WORK TO COMPLETE: Copy out each entry below verbatim, skipping the images.

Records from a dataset
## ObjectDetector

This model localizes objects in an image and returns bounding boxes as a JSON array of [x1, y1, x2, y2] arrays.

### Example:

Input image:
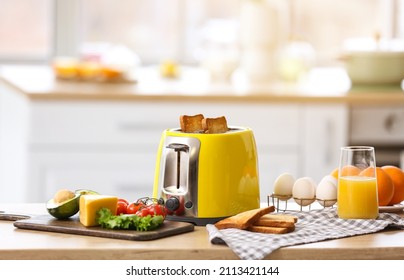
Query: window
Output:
[[0, 0, 402, 66], [0, 0, 53, 62], [80, 0, 241, 64]]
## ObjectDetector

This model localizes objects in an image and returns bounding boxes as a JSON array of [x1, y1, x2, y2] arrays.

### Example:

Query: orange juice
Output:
[[337, 175, 378, 219]]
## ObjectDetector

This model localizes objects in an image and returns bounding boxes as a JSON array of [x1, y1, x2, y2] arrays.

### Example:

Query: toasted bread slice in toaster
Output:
[[202, 116, 229, 134], [214, 206, 275, 230], [180, 114, 205, 133]]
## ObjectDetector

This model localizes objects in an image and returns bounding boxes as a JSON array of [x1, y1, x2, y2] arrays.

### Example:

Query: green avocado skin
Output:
[[46, 189, 99, 219]]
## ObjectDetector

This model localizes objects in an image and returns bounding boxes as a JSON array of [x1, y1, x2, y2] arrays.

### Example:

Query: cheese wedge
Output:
[[79, 194, 118, 227]]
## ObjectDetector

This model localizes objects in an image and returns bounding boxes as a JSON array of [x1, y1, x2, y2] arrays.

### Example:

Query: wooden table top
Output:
[[1, 203, 403, 260]]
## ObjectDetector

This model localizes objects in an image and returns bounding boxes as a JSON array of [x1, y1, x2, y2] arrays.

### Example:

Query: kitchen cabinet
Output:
[[28, 101, 173, 202], [26, 100, 347, 202], [4, 65, 404, 203], [350, 106, 404, 144], [0, 81, 29, 202], [349, 105, 404, 167], [28, 151, 156, 202], [27, 101, 303, 202], [302, 104, 349, 182]]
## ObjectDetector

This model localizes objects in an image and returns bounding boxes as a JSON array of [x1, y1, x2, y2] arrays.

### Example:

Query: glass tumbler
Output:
[[337, 146, 379, 219]]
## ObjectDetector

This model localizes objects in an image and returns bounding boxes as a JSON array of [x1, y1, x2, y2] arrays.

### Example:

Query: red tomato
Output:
[[150, 204, 166, 218], [127, 201, 145, 214], [136, 204, 166, 218], [136, 207, 151, 217], [116, 201, 128, 215], [118, 198, 129, 205]]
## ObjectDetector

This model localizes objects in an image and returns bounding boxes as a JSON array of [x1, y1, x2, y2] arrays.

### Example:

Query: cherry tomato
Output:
[[136, 204, 166, 218], [136, 207, 151, 217], [127, 201, 145, 214], [150, 204, 166, 218], [118, 198, 129, 205], [116, 201, 128, 215]]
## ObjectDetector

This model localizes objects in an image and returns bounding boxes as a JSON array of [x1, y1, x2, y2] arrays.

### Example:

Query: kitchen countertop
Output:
[[1, 203, 404, 260], [1, 65, 404, 105]]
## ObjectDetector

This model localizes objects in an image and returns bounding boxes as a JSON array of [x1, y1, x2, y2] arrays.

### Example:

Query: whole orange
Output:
[[360, 167, 394, 206], [333, 165, 361, 178], [381, 165, 404, 205], [330, 168, 339, 180]]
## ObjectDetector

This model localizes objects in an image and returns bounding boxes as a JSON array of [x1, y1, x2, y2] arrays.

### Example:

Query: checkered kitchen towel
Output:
[[206, 208, 404, 260]]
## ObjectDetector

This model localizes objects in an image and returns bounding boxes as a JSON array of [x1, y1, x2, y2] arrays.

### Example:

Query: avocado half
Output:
[[46, 189, 98, 219]]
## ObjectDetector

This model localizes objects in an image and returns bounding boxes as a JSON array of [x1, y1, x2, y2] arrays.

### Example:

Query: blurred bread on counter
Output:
[[52, 57, 132, 83]]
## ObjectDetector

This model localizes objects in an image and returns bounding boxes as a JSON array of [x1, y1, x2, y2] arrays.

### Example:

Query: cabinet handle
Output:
[[384, 113, 398, 133], [324, 119, 334, 165]]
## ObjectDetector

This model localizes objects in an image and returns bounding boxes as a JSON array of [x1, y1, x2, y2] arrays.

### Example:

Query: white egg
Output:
[[273, 172, 295, 200], [292, 177, 316, 206], [316, 175, 338, 207]]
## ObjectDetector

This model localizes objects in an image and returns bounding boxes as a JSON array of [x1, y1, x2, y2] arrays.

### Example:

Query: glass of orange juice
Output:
[[337, 146, 378, 219]]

TASK OUTPUT:
## ObjectDetector

This model localizes objects in an image and returns bounding boxes as a JSON array of [x1, y1, x2, y2] arrays.

### Example:

Input image:
Query: window
Output:
[[0, 0, 402, 66], [0, 0, 53, 62], [80, 0, 241, 64]]
## ObjectDetector

This model localizes objects in an image and returns bounding boxes as a JSON array of [x1, y1, x2, y2] arrays.

### Example:

Query: orange juice
Output:
[[337, 175, 378, 219]]
## ObjectDetector

This model localizes objects in an image and returns bounding boxes as a JSON array of [x1, y1, x2, y2] arrays.

### Example:

Query: toasted bread slice in toaster
Output:
[[202, 116, 229, 134], [214, 206, 275, 230], [180, 114, 205, 133]]
## ObjectDetector

This model localizes objects in an image and returns bounding boxes as a JSON array of [x1, y1, x2, y2] arrays.

### Example:

Query: green avocado skin
Output:
[[46, 189, 99, 219]]
## ObjectDetector

This model localizes objects in an image and returns bounding boxes as a JSON array of [x1, y1, x2, y2] arrays.

### Example:

Query: cheese wedge
Output:
[[79, 194, 118, 227]]
## ObjectDetector

This model localizes objects in an image and returns bounding boxes as a JSON array of [x1, y1, x2, y2] arrays.

### Example:

Query: wooden table top
Output:
[[1, 203, 403, 260]]
## ObjectDetector

This model localizes objects in an image and returns bounding boxes as a JSON array of [x1, y1, x2, y2] arrays.

### Example:

Query: kitchen cabinet
Output:
[[28, 101, 173, 202], [26, 100, 347, 202], [4, 65, 404, 203], [350, 106, 404, 144], [0, 81, 29, 202], [349, 105, 404, 167], [28, 151, 156, 202], [27, 101, 303, 202], [302, 104, 349, 182]]
## ObjectDetector

This model localizes objects in an image and returns bounding boxes as a JSON array of [x1, y1, x2, y2] arrays.

### Example:

Query: glass tumbler
Output:
[[337, 146, 379, 219]]
## ObjectDetector

This model localizes objects in an image and returns bounding boxes as a JSON array of [x1, y1, x2, y2] arrays.

### Example:

Query: red tomato
Output:
[[150, 204, 166, 218], [127, 201, 145, 214], [136, 204, 166, 218], [136, 207, 151, 217], [116, 201, 128, 215], [118, 198, 129, 205]]
## ObjectDetector

This model localizes objects in an image and returns bounding boxes as a JSON array of [x1, y1, x2, y2] arrays.

### Example:

Query: cherry tomato
Output:
[[136, 204, 166, 218], [136, 207, 151, 217], [127, 201, 145, 214], [150, 204, 166, 218], [118, 198, 129, 205], [116, 201, 128, 215]]
## ObjectDetector

This model localizes objects in an image and returns bounding boxes as a JSON array of [x1, y1, x2, y2] arrays.

### Example:

Query: kitchen countertop
Output:
[[1, 203, 404, 260], [1, 65, 404, 105]]
## ObjectDetector

This model localizes objects in an image and returns bounding boxes as a JSON array of [x1, y1, x2, y2] arrays.

### Example:

Query: whole orange
Output:
[[360, 167, 394, 206], [333, 165, 361, 178], [381, 165, 404, 205], [330, 168, 339, 180]]
## ObjectDetector

This model localizes objects in an image and returns bounding boxes as a JSON array of [x1, y1, x2, y2] arrays.

### Example:

Query: checkered kitchen towel
Output:
[[206, 208, 404, 260]]
## ObjectDetector

This model localizes objects in an image and returns bounding boxes as a JSON array of [x1, y1, x2, y2] arrays.

### Example:

Query: avocado half
Output:
[[46, 189, 98, 219]]
## ObjectDetector

This model localizes objects in an image and returns bounding boxes as a JSON array of [x1, y1, x2, y2] arrays.

### Example:

Query: blurred bread on counter
Output:
[[52, 57, 132, 83]]
## ObjectDetector

This model localizes objects in an image and returns bounding boxes as a JSON array of [x1, y1, x2, y2] arrays.

### Example:

Query: cabinet handle
Output:
[[384, 113, 398, 133], [324, 119, 334, 165]]
## ObjectDetector

This model localizes objects in an image and returns bounding boxes as a JSON array of [x1, y1, x2, y2] arrays.

### Example:

Query: white egg
Output:
[[273, 172, 295, 200], [292, 177, 316, 206], [316, 175, 338, 207]]
## ObjectDetector

This model localizes objects in an image and returns bounding boxes as a JSON array of [x1, y1, x2, y2] arrays.

### Example:

Query: glass of orange juice
Output:
[[337, 146, 378, 219]]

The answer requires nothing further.